◆ The problem: Each entry is to be reproduced verbatim, and images are to be omitted.
Start of Supplied material
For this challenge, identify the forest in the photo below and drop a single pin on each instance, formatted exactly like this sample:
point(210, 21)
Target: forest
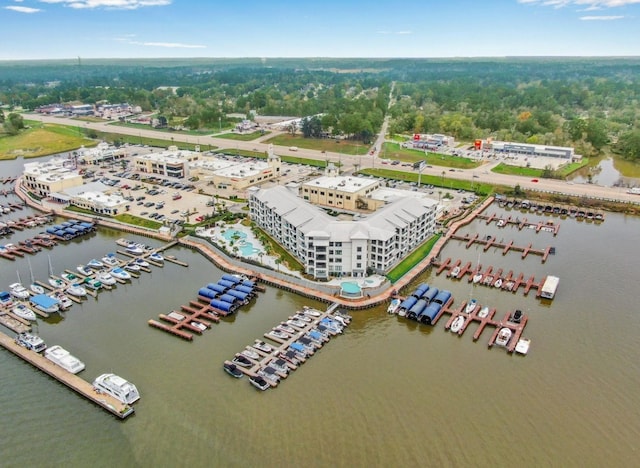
point(589, 103)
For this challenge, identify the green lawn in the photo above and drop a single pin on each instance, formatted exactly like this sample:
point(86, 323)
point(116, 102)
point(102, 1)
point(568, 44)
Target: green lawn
point(412, 259)
point(439, 182)
point(396, 151)
point(242, 136)
point(40, 140)
point(321, 144)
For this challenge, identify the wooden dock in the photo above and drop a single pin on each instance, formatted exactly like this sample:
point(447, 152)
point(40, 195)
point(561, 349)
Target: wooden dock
point(80, 386)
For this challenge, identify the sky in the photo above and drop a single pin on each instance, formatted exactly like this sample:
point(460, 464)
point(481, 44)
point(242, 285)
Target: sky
point(64, 29)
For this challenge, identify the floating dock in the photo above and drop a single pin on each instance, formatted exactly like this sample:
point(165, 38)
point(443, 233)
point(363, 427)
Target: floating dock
point(80, 386)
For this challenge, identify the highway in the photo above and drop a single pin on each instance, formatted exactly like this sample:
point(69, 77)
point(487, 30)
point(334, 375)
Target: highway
point(480, 174)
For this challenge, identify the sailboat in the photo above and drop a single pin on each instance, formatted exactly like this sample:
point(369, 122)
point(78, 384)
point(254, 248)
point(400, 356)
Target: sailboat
point(34, 287)
point(55, 282)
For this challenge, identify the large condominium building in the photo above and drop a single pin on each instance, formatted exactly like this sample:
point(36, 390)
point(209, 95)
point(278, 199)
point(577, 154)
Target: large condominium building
point(328, 247)
point(55, 175)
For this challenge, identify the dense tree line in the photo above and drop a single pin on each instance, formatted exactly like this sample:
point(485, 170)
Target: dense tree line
point(588, 103)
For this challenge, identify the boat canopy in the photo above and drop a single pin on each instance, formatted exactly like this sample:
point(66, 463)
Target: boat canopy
point(420, 290)
point(221, 305)
point(44, 300)
point(232, 278)
point(408, 302)
point(228, 298)
point(226, 284)
point(430, 294)
point(206, 292)
point(430, 313)
point(417, 308)
point(216, 288)
point(442, 297)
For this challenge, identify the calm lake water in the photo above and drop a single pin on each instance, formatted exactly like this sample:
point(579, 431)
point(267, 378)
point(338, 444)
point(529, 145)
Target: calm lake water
point(388, 392)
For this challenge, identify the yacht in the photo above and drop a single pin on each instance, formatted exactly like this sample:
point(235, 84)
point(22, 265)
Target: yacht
point(18, 291)
point(32, 342)
point(94, 263)
point(120, 273)
point(471, 306)
point(262, 346)
point(258, 382)
point(231, 369)
point(76, 290)
point(61, 357)
point(457, 324)
point(117, 387)
point(393, 306)
point(105, 278)
point(24, 312)
point(504, 335)
point(110, 260)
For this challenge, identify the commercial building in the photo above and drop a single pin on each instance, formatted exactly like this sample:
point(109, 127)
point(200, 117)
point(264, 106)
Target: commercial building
point(329, 247)
point(55, 175)
point(226, 171)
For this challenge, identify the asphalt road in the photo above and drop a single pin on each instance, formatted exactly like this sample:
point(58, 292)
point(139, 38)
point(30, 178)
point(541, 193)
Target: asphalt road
point(481, 174)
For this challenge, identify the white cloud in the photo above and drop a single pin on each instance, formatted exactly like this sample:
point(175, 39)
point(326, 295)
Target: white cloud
point(109, 4)
point(588, 4)
point(170, 45)
point(20, 9)
point(601, 18)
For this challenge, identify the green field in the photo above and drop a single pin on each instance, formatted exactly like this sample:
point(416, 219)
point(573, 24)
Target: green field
point(327, 145)
point(395, 151)
point(41, 140)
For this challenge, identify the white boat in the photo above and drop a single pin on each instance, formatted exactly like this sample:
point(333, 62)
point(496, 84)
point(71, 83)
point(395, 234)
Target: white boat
point(45, 303)
point(156, 257)
point(471, 306)
point(141, 262)
point(65, 302)
point(199, 325)
point(504, 335)
point(393, 306)
point(76, 290)
point(105, 278)
point(258, 382)
point(84, 270)
point(110, 260)
point(134, 249)
point(117, 387)
point(523, 345)
point(250, 354)
point(262, 346)
point(32, 342)
point(23, 311)
point(132, 266)
point(94, 263)
point(18, 291)
point(119, 273)
point(60, 356)
point(457, 324)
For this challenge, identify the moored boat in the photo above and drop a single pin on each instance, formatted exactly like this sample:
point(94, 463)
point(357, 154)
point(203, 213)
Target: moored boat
point(30, 341)
point(504, 335)
point(117, 387)
point(231, 369)
point(457, 324)
point(60, 356)
point(23, 312)
point(393, 306)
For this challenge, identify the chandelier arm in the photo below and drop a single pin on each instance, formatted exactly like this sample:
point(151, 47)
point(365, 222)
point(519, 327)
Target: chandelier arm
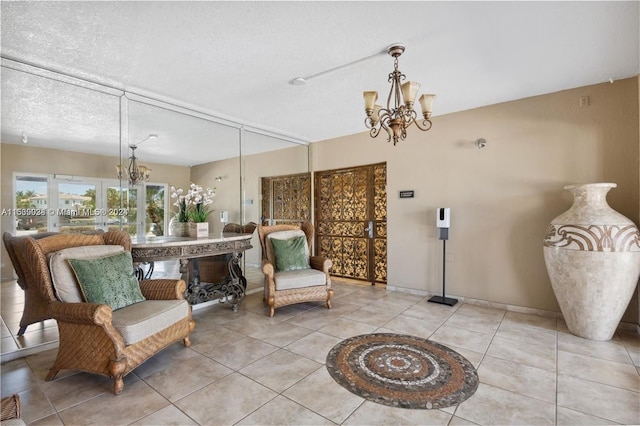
point(384, 125)
point(426, 124)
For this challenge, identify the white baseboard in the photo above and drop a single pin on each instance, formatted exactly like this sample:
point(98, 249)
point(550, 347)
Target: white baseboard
point(514, 308)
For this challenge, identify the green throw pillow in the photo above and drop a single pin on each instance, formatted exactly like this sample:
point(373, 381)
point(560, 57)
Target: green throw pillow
point(108, 280)
point(290, 254)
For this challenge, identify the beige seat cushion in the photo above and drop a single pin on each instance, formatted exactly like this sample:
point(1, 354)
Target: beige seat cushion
point(62, 276)
point(141, 320)
point(300, 278)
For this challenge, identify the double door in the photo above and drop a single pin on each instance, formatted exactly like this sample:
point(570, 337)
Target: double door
point(351, 221)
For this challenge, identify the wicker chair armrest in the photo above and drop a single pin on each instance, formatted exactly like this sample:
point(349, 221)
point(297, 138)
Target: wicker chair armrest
point(82, 313)
point(163, 289)
point(320, 263)
point(267, 268)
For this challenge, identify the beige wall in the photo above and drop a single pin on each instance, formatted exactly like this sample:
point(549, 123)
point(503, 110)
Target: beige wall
point(274, 163)
point(29, 159)
point(501, 197)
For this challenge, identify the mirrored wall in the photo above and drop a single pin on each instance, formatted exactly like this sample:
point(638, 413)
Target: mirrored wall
point(63, 139)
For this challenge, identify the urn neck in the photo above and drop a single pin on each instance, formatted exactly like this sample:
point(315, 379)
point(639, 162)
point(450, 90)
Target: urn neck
point(590, 195)
point(590, 206)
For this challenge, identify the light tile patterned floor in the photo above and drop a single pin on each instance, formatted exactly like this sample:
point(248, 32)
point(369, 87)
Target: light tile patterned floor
point(246, 368)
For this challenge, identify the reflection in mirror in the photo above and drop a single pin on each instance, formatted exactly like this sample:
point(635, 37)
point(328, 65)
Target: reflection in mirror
point(62, 138)
point(262, 156)
point(57, 135)
point(183, 139)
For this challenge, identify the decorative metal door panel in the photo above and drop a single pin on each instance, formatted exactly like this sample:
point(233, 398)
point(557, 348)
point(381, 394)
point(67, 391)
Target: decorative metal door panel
point(286, 199)
point(351, 221)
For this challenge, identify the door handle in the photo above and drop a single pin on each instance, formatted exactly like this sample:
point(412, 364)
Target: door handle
point(369, 229)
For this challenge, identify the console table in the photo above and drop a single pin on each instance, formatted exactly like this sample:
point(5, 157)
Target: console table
point(152, 249)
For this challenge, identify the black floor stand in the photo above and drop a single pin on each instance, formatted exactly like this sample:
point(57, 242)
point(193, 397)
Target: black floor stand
point(443, 300)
End of Supplied material
◆ Answer to the exercise:
For this challenge, identify the forest in the photo below and drop a single pin on each instance, formatted exactly like this sample:
point(210, 21)
Target: forest
point(589, 103)
For this challenge, identify the green lawn in the photo above and drop a single pin on each instance, formatted exactly like this sample:
point(86, 323)
point(116, 102)
point(102, 1)
point(568, 44)
Target: green lawn
point(412, 259)
point(439, 182)
point(396, 151)
point(242, 136)
point(40, 140)
point(321, 144)
For this challenge, identify the wooden dock in the photo above and drop a single pin on each instance, formatted exactly like this sample:
point(447, 152)
point(40, 195)
point(561, 349)
Target: wooden dock
point(80, 386)
For this challenge, identify the sky in the photo above and drop a single pin on each instance, formatted exactly like this sample:
point(460, 464)
point(481, 44)
point(242, 285)
Target: sky
point(64, 29)
For this challenge, identify the floating dock in the photo above and drop a single pin on each instance, formatted exactly like this sample:
point(165, 38)
point(443, 233)
point(363, 427)
Target: floating dock
point(80, 386)
For this challenge, identify the highway in the photo above and drop a single pin on each instance, formatted exactly like this sample:
point(69, 77)
point(487, 30)
point(334, 375)
Target: highway
point(480, 174)
For this challenge, identify the sailboat in the photo above and drop a single pin on each instance, formatted exactly like this sample:
point(369, 122)
point(78, 384)
point(254, 248)
point(400, 356)
Target: sailboat
point(34, 287)
point(55, 282)
For this challenge, identify the large condominium building in the photo above and drop a single pin on each instance, formatted exactly like this sample:
point(36, 390)
point(209, 95)
point(278, 199)
point(577, 154)
Target: large condominium building
point(328, 247)
point(55, 175)
For this challenge, identify the dense tree line in the photo above and drop a single pin on each instance, formatted exactly like this sample:
point(485, 170)
Target: dense tree line
point(588, 103)
For this challenge, identify the boat canopy in the photo above and drop a single pin on each instance, formatted exactly like this sample:
point(66, 463)
Target: boat canopy
point(420, 290)
point(221, 305)
point(44, 300)
point(232, 278)
point(408, 302)
point(228, 298)
point(226, 284)
point(430, 294)
point(206, 292)
point(430, 313)
point(417, 308)
point(216, 288)
point(442, 297)
For this challenge, identify the calm lake water in the photo above and drop a single pin on each instance, formatted exactly like this sample:
point(579, 431)
point(267, 378)
point(338, 444)
point(529, 145)
Target: calm lake water
point(388, 392)
For this challenge, identify the yacht in the photo above and drop a single pin on each instance, formatted exactly like this sample:
point(235, 84)
point(22, 265)
Target: yacht
point(18, 291)
point(32, 342)
point(94, 263)
point(120, 273)
point(471, 306)
point(262, 346)
point(258, 382)
point(231, 369)
point(76, 290)
point(61, 357)
point(457, 324)
point(117, 387)
point(393, 306)
point(105, 278)
point(24, 312)
point(504, 335)
point(110, 260)
For this challenge, identify the commercial building in the photo above and drop a single pin on each instance, formatted exactly like this sample:
point(109, 127)
point(200, 117)
point(264, 106)
Target: commercial building
point(329, 247)
point(55, 175)
point(226, 171)
For this challenge, identify the asphalt road in the photo above and drop a single pin on each instance, formatted exactly like this sample:
point(58, 292)
point(139, 38)
point(30, 178)
point(541, 193)
Target: asphalt road
point(481, 174)
For this challenge, identify the white cloud in the photo above and drop a single pin on each instance, formatted exactly like this sample:
point(175, 39)
point(326, 295)
Target: white cloud
point(109, 4)
point(588, 4)
point(170, 45)
point(20, 9)
point(601, 18)
For this challenge, identify the green field in the photo above and drop a single pin on each instance, formatted exactly like this sample:
point(416, 219)
point(573, 24)
Target: green field
point(327, 145)
point(395, 151)
point(41, 140)
For this challenge, identify the white boat in the photo above and drop a single pin on each instance, formatted exactly like this sample:
point(333, 62)
point(496, 84)
point(71, 83)
point(395, 234)
Target: white boat
point(45, 303)
point(156, 257)
point(471, 306)
point(141, 262)
point(65, 302)
point(199, 325)
point(504, 335)
point(393, 306)
point(76, 290)
point(105, 278)
point(258, 382)
point(84, 270)
point(110, 260)
point(134, 249)
point(117, 387)
point(523, 345)
point(250, 354)
point(262, 346)
point(32, 342)
point(23, 311)
point(132, 266)
point(94, 263)
point(18, 291)
point(119, 273)
point(60, 356)
point(457, 324)
For this challenge, identify the moored boat in the photo above and drop a single pin on each instance, formatted exactly like this sample:
point(94, 463)
point(357, 154)
point(203, 213)
Target: moored boat
point(30, 341)
point(504, 335)
point(117, 387)
point(231, 369)
point(457, 324)
point(60, 356)
point(23, 312)
point(393, 306)
For this challenge, identify the chandelier arm in the photo below and drop a single pin on each instance, formatted exactly like this sample:
point(151, 47)
point(365, 222)
point(519, 327)
Target: chandelier arm
point(384, 125)
point(426, 124)
For this challenge, identify the white baseboard in the photo above and drop a single pin on each instance, formatted exactly like this sample:
point(98, 249)
point(550, 347)
Target: white baseboard
point(514, 308)
For this challenge, identify the green throw pillow in the photo above and drop a single pin on each instance, formatted exactly like this sample:
point(373, 381)
point(560, 57)
Target: green throw pillow
point(108, 280)
point(290, 254)
For this challenge, identify the beige seat cushion in the photo above and drop a single pin on each instance, formatted exactly like this sample:
point(1, 354)
Target: beige seat cushion
point(62, 276)
point(141, 320)
point(300, 278)
For this challenge, identify the double door in the photo above and drop a single pin on each instance, formatted exactly like this sample:
point(570, 337)
Target: double door
point(351, 221)
For this challenge, identify the wicker chair armrest in the photo above and drop a single pin on each instance, formatted exactly like this sample:
point(349, 221)
point(297, 138)
Target: wicker chair armrest
point(82, 313)
point(163, 289)
point(320, 263)
point(267, 268)
For this challenge, identify the beige wall in the photo above and drop a single pin on each instance, formatted exactly like this sample:
point(549, 123)
point(503, 110)
Target: beige wall
point(274, 163)
point(29, 159)
point(501, 197)
For this challenge, identify the mirrored wall in the photo above and drop a single pin on each instance, formatted exactly like this sample:
point(638, 413)
Target: mirrored wall
point(63, 139)
For this challenge, identify the urn neck in the photo above and drop a single pin on each instance, formatted exactly like this sample:
point(315, 379)
point(639, 162)
point(450, 90)
Target: urn neck
point(590, 195)
point(590, 206)
For this challenge, identify the light tile patterned floor in the photo above and drop a single pin on each instance, formatted exactly like this sample:
point(248, 32)
point(369, 87)
Target: light tile patterned floor
point(246, 368)
For this challenge, identify the reflection in mirror in the photo above and drop a single pin on each instance, formatted exactly like this sample:
point(635, 37)
point(328, 65)
Target: reflection in mirror
point(62, 138)
point(262, 156)
point(57, 135)
point(183, 139)
For this challenge, identify the decorative metal door panel in the photo above and drop a single pin on each instance, formatted exactly like this sample:
point(233, 398)
point(557, 348)
point(381, 394)
point(67, 391)
Target: decorative metal door panel
point(286, 199)
point(351, 221)
For this challenge, identify the door handle in the photo above and drop a single pin on each instance, formatted exactly like this sample:
point(412, 364)
Target: door handle
point(369, 229)
For this challenge, identify the console table in the photo above and drop a single pin on each instance, formatted exactly like this sample:
point(5, 157)
Target: console table
point(152, 249)
For this challenge, identify the black floor stand in the photo above and drop a single pin on each instance, formatted exactly like this sample:
point(57, 242)
point(193, 397)
Target: black floor stand
point(443, 300)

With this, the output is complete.